■ WORK TO COMPLETE
Please go through the data below and copy out every line that contains the string "machine".

start EXERCISE INPUT

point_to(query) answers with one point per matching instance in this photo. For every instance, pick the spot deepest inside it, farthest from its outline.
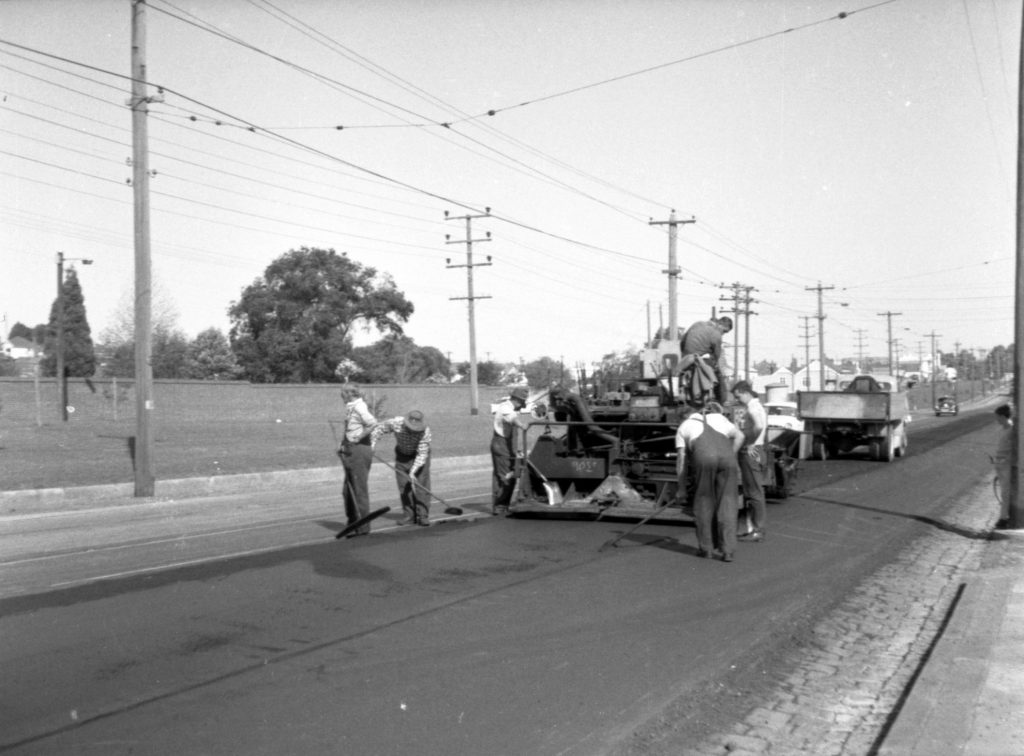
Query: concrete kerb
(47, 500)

end EXERCISE INPUT
start EXERCISE INPUT

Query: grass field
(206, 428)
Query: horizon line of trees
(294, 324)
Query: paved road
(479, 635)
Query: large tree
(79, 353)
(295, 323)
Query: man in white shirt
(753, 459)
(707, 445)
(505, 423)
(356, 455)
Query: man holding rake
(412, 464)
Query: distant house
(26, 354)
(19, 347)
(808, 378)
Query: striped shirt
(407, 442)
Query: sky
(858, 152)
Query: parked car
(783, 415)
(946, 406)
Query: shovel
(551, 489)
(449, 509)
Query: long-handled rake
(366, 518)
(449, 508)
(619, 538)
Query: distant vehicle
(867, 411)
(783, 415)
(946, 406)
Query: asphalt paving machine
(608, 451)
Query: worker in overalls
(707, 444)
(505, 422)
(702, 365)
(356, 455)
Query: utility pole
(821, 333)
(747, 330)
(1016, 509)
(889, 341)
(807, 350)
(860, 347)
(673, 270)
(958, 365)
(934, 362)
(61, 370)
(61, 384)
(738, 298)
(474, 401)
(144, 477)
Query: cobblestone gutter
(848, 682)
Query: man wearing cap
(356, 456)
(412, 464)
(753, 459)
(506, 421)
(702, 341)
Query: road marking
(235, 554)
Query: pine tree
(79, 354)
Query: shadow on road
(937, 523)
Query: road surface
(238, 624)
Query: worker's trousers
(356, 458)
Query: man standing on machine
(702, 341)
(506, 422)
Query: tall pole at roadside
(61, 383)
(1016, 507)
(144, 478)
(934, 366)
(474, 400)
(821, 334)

end EXERCISE INPUT

■ ANSWER TO THIS PROBLEM
Query: asphalt paving machine
Query: man standing on machine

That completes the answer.